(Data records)
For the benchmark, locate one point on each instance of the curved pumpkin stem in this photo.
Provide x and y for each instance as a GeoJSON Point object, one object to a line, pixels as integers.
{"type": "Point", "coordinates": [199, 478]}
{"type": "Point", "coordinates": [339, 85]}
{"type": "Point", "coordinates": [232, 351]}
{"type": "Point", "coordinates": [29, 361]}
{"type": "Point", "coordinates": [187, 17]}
==
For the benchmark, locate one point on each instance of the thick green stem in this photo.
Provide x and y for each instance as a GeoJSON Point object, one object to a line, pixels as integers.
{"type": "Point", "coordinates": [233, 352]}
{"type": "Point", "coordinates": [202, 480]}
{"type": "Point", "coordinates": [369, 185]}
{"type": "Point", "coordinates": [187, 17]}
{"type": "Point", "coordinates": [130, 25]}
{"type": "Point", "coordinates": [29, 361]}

*GOAL:* Report how many lines in the data records contain the string "each", matching case exactly. Give only the number.

*ANSWER FOR THE TASK:* 4